Listed entries START
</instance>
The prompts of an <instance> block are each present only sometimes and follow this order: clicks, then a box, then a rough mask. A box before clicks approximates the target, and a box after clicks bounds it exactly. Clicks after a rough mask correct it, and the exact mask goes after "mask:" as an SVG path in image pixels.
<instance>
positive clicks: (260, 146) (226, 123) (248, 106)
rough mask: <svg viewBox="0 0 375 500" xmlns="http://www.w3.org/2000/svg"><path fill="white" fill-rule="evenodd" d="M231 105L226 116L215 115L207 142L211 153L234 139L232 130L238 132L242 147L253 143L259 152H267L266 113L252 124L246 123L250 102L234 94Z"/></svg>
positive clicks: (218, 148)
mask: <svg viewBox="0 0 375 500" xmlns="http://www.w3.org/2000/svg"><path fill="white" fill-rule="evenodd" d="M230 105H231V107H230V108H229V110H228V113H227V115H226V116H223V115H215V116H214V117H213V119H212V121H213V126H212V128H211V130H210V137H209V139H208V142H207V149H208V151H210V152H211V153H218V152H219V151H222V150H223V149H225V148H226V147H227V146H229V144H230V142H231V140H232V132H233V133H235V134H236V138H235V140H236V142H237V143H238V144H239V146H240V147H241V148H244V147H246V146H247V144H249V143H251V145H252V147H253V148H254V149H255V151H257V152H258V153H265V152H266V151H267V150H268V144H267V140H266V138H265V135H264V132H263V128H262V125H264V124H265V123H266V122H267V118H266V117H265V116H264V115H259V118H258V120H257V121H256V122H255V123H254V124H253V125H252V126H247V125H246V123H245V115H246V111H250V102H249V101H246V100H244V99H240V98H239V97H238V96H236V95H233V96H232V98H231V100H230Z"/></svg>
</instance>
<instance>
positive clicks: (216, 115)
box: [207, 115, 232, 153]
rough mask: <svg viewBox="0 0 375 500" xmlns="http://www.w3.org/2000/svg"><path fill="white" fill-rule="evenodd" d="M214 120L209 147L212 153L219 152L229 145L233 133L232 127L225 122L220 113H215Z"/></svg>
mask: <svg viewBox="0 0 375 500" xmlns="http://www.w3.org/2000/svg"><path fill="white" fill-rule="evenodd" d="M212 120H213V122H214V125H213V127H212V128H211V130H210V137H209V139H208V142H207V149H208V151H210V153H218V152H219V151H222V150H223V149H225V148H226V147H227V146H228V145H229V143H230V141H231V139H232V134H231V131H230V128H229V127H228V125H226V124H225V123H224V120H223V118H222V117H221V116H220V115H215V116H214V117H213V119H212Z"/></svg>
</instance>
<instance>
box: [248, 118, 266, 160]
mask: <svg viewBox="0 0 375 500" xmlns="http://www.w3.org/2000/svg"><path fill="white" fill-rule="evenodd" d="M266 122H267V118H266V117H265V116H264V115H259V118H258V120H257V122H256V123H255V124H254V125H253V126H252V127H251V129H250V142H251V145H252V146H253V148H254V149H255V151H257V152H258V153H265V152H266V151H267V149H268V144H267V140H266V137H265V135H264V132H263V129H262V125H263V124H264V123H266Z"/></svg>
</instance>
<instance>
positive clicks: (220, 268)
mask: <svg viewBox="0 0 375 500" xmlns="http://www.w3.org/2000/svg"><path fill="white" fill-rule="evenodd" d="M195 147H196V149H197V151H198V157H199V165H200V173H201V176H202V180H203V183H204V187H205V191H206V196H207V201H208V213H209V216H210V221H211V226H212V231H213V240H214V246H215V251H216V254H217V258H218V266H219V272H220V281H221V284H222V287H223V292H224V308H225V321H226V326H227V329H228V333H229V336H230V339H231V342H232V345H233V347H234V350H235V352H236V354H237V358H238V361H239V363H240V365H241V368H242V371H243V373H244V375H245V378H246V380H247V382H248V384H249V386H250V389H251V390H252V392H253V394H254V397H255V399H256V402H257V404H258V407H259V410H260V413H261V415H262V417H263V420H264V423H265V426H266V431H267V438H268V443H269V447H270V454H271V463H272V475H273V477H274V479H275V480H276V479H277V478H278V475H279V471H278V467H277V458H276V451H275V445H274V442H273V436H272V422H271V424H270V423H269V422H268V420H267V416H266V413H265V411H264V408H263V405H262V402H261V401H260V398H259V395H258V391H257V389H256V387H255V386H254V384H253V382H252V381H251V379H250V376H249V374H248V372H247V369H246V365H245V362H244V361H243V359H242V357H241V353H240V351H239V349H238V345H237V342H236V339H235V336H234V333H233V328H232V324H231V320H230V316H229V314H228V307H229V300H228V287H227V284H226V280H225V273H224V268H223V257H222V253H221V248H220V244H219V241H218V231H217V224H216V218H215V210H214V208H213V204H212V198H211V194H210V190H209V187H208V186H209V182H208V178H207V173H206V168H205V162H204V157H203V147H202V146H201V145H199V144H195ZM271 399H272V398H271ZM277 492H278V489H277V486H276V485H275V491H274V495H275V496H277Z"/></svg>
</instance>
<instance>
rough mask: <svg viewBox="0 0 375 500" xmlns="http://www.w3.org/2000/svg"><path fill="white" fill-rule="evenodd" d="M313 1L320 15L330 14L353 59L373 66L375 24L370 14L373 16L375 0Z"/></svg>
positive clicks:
Listed entries END
Beginning with the very first line of the material, please return exactly each line down to and including the one with "105L226 116L215 115L207".

</instance>
The prompts of an <instance> block are each present only sometimes and follow this order: clicks, then a box, then a rough mask. A box before clicks approximates the target, and a box after clicks bounds it exactly. Clicks after a rough mask correct it, and the exact mask goes after "mask:" as an SVG path in image pixels.
<instance>
positive clicks: (260, 146) (226, 123) (248, 106)
rough mask: <svg viewBox="0 0 375 500" xmlns="http://www.w3.org/2000/svg"><path fill="white" fill-rule="evenodd" d="M231 105L226 116L215 115L207 142L211 153L234 139L232 130L238 132L242 147L253 143L259 152H267L266 113L252 124L246 123L250 102L234 94Z"/></svg>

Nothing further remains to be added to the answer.